Rows of box annotation data:

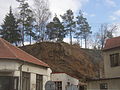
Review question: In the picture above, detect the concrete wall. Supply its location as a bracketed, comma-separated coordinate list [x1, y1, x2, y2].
[104, 49, 120, 78]
[87, 79, 120, 90]
[51, 73, 79, 90]
[0, 60, 52, 90]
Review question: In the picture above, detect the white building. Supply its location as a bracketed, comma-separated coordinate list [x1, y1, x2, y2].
[0, 38, 51, 90]
[51, 72, 79, 90]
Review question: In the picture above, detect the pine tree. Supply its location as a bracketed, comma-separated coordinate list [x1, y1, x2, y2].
[46, 16, 66, 42]
[75, 11, 92, 48]
[61, 9, 75, 44]
[1, 7, 21, 46]
[17, 0, 35, 46]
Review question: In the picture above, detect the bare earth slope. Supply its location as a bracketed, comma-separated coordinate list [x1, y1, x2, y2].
[20, 42, 101, 78]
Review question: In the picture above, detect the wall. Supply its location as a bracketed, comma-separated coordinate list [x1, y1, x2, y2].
[51, 73, 79, 90]
[87, 79, 120, 90]
[0, 60, 51, 90]
[104, 49, 120, 78]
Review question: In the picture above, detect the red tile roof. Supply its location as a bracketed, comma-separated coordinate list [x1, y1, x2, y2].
[0, 38, 49, 67]
[103, 37, 120, 50]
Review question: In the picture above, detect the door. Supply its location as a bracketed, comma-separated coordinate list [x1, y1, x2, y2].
[0, 76, 18, 90]
[0, 77, 10, 90]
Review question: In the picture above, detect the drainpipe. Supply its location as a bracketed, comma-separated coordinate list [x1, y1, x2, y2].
[19, 62, 24, 90]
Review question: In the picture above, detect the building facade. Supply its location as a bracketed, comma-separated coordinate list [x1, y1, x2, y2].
[87, 37, 120, 90]
[0, 38, 51, 90]
[51, 72, 79, 90]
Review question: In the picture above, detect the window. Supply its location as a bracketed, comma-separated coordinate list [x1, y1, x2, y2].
[22, 72, 30, 90]
[110, 53, 119, 67]
[36, 74, 43, 90]
[55, 81, 62, 90]
[100, 83, 108, 90]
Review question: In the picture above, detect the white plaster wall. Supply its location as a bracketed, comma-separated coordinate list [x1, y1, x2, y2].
[87, 79, 120, 90]
[0, 60, 18, 72]
[51, 73, 79, 90]
[0, 60, 52, 90]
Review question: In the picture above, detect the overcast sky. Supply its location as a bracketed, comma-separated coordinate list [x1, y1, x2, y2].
[0, 0, 120, 35]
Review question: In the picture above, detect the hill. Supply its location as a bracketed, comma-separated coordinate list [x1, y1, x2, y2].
[20, 42, 102, 78]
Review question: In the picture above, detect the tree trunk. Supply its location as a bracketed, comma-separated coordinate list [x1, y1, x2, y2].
[85, 37, 87, 48]
[70, 31, 72, 45]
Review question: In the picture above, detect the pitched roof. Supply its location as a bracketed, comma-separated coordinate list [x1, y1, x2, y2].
[103, 37, 120, 50]
[0, 38, 49, 67]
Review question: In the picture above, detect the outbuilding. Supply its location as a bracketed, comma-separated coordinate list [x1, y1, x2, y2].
[0, 38, 51, 90]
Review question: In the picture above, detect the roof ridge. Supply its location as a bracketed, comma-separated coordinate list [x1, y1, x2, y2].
[3, 39, 47, 65]
[15, 47, 47, 65]
[1, 38, 17, 58]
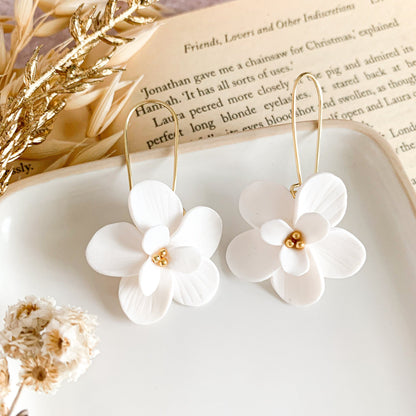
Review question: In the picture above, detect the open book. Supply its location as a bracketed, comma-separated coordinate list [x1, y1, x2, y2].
[17, 0, 416, 185]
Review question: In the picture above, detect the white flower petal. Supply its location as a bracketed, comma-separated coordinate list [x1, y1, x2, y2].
[168, 247, 201, 273]
[260, 220, 293, 246]
[311, 228, 366, 278]
[118, 272, 173, 325]
[129, 181, 183, 233]
[294, 173, 347, 227]
[171, 207, 222, 258]
[142, 225, 170, 256]
[239, 182, 294, 228]
[280, 246, 310, 276]
[226, 229, 280, 282]
[295, 212, 330, 244]
[271, 261, 325, 306]
[85, 222, 147, 277]
[171, 259, 220, 306]
[139, 258, 162, 296]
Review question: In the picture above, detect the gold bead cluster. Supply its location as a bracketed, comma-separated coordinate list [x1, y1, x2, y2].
[152, 248, 169, 267]
[285, 231, 305, 250]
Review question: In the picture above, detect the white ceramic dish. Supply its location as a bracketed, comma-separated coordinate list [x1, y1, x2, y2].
[0, 122, 416, 416]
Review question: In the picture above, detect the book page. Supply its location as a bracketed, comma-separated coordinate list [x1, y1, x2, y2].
[19, 0, 416, 186]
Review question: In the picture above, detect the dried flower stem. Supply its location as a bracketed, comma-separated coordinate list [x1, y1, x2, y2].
[24, 2, 147, 98]
[7, 380, 25, 416]
[0, 0, 157, 195]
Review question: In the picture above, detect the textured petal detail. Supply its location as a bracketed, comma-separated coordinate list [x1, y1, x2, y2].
[295, 212, 330, 244]
[118, 272, 173, 325]
[85, 222, 147, 277]
[226, 229, 280, 282]
[129, 181, 183, 233]
[295, 173, 347, 227]
[171, 207, 222, 258]
[271, 261, 325, 306]
[260, 220, 293, 246]
[139, 259, 162, 296]
[280, 246, 310, 276]
[168, 247, 202, 273]
[239, 182, 294, 228]
[142, 225, 170, 256]
[171, 259, 220, 306]
[311, 228, 366, 278]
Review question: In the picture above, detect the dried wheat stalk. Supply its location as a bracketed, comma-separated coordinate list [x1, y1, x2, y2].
[0, 0, 161, 195]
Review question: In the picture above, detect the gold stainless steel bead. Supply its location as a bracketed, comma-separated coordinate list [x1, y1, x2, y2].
[285, 239, 295, 248]
[292, 231, 301, 240]
[296, 241, 305, 250]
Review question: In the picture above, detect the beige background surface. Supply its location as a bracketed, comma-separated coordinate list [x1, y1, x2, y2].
[0, 0, 228, 65]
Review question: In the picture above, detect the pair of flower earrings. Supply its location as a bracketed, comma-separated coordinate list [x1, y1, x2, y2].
[86, 73, 366, 325]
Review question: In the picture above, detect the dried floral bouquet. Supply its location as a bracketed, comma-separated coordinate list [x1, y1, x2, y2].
[0, 296, 98, 416]
[0, 0, 162, 195]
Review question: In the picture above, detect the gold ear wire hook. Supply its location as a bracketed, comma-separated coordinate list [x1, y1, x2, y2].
[290, 72, 323, 198]
[123, 100, 180, 192]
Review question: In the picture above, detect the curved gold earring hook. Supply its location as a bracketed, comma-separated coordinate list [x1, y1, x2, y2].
[290, 72, 323, 198]
[123, 100, 180, 192]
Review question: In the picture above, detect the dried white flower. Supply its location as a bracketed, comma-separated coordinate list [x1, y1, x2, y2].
[0, 296, 98, 398]
[20, 356, 62, 393]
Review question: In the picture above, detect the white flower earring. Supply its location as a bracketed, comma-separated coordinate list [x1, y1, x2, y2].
[86, 100, 222, 325]
[226, 73, 366, 306]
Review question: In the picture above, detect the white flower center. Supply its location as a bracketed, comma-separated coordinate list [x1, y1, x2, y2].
[152, 248, 169, 267]
[285, 230, 305, 250]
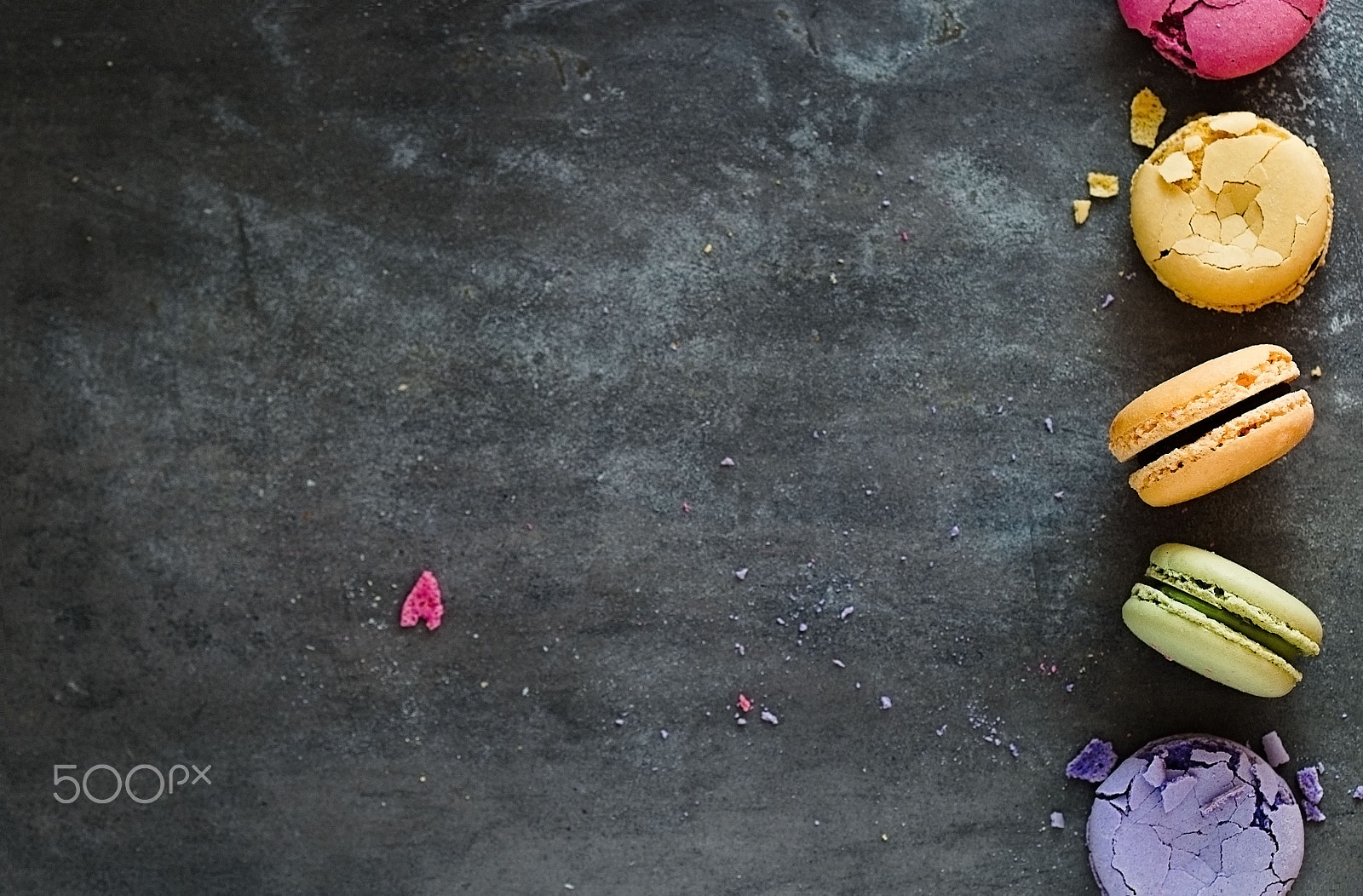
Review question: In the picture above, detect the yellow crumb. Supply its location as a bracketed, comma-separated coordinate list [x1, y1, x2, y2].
[1131, 87, 1164, 150]
[1089, 171, 1120, 198]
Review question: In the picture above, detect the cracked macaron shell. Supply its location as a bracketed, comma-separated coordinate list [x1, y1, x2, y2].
[1118, 0, 1325, 79]
[1122, 543, 1324, 698]
[1086, 734, 1306, 896]
[1131, 112, 1334, 312]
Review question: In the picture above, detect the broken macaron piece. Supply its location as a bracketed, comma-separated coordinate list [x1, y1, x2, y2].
[1108, 343, 1315, 507]
[1122, 543, 1324, 698]
[1118, 0, 1325, 79]
[1086, 734, 1306, 896]
[1131, 112, 1334, 312]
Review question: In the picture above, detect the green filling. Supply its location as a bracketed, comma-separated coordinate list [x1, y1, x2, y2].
[1154, 582, 1302, 660]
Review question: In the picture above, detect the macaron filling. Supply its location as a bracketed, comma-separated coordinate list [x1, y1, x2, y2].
[1147, 580, 1302, 660]
[1136, 382, 1292, 467]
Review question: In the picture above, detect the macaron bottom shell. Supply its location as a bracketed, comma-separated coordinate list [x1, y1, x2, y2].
[1122, 584, 1302, 698]
[1130, 391, 1315, 507]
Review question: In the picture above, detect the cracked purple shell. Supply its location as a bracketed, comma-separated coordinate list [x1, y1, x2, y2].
[1118, 0, 1325, 79]
[1088, 734, 1304, 896]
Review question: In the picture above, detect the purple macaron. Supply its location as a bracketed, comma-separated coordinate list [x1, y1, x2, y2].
[1088, 734, 1304, 896]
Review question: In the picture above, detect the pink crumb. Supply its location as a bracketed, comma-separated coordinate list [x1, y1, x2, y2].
[398, 569, 445, 632]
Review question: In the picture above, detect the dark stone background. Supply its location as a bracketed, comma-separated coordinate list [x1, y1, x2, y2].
[0, 0, 1363, 894]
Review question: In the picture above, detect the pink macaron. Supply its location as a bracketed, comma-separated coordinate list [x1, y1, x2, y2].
[1118, 0, 1325, 79]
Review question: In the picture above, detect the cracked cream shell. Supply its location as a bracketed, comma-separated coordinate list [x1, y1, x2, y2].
[1108, 344, 1315, 507]
[1131, 112, 1334, 312]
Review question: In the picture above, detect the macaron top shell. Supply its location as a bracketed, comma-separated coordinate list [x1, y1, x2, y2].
[1127, 389, 1315, 507]
[1147, 543, 1325, 645]
[1118, 0, 1325, 79]
[1108, 344, 1299, 462]
[1086, 734, 1306, 896]
[1122, 584, 1302, 698]
[1122, 543, 1322, 698]
[1131, 112, 1334, 312]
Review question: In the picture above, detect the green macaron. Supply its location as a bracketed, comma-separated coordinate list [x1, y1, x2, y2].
[1122, 545, 1322, 698]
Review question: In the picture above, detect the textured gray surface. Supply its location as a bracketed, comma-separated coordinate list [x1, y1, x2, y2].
[0, 0, 1363, 894]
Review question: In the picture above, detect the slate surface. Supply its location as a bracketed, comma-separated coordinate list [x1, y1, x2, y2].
[0, 0, 1363, 894]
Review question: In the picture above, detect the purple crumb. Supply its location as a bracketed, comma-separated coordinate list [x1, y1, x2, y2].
[1297, 766, 1325, 803]
[1065, 738, 1116, 784]
[1263, 732, 1292, 768]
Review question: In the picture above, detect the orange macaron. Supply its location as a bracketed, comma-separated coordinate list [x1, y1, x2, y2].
[1108, 344, 1315, 507]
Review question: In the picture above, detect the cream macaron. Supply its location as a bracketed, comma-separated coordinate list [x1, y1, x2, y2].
[1131, 112, 1334, 312]
[1108, 344, 1315, 507]
[1122, 543, 1324, 698]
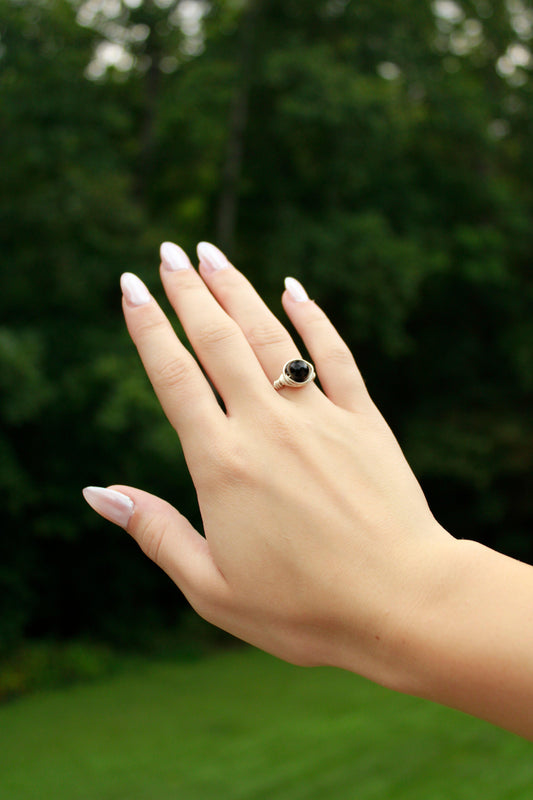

Aim: Rewrite the rows from the line with "Review question: In the picture above, detect the macaron top" to the line with "[1122, 545, 1322, 698]", requests included, scaling every box coordinate in the answers by 1.7 and rounding to whole numbers with halves rounded up. Leave the numbers in the requests and in their sample coordinate format unchanged.

Solved exercise:
Review question: In the picture above, detect the macaron top shell. Supply its location as a bracketed, comma-separated coordinate list [x1, y1, x2, y2].
[1916, 661, 2236, 862]
[1950, 923, 2253, 1097]
[1901, 0, 2253, 134]
[1884, 585, 2208, 785]
[1846, 1248, 2220, 1523]
[1907, 993, 2213, 1187]
[1907, 923, 2247, 1187]
[1923, 190, 2268, 530]
Review question: In the picture above, detect the green macaron. Supply its location as a bracketed, comma-separated coordinate list [x1, y1, x2, y2].
[1907, 927, 2247, 1187]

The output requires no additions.